[Stored entries]

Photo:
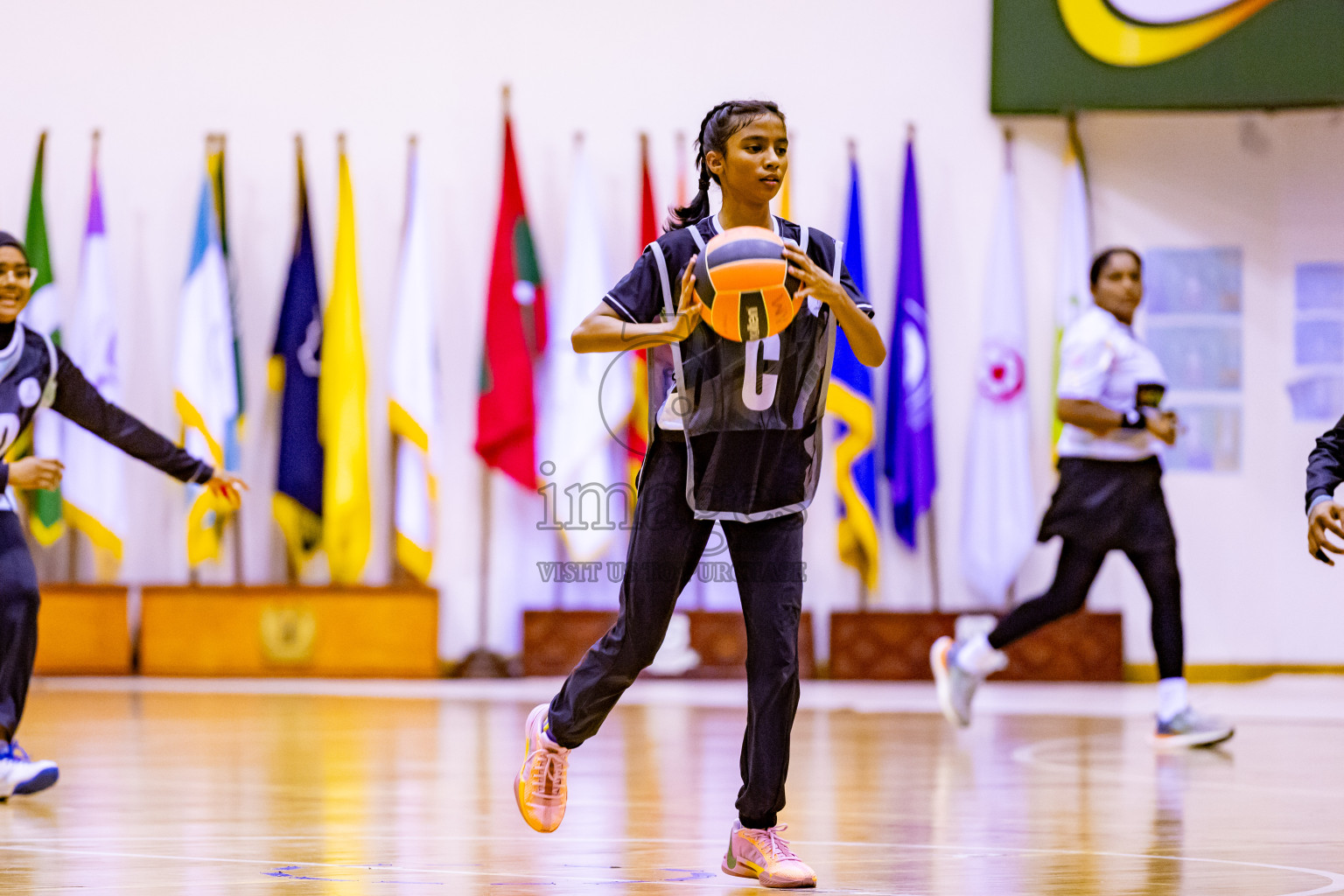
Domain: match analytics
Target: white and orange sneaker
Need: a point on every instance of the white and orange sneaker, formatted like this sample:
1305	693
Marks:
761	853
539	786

* * *

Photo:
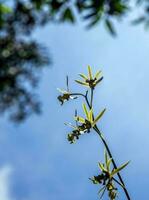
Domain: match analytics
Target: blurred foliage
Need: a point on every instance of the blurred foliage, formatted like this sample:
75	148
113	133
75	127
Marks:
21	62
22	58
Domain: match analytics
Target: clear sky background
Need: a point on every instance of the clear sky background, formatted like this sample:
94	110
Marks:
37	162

*Written task*:
How many lines in the records contain the string "Need", with case counting? Reply with only the number.

*Task answer*:
3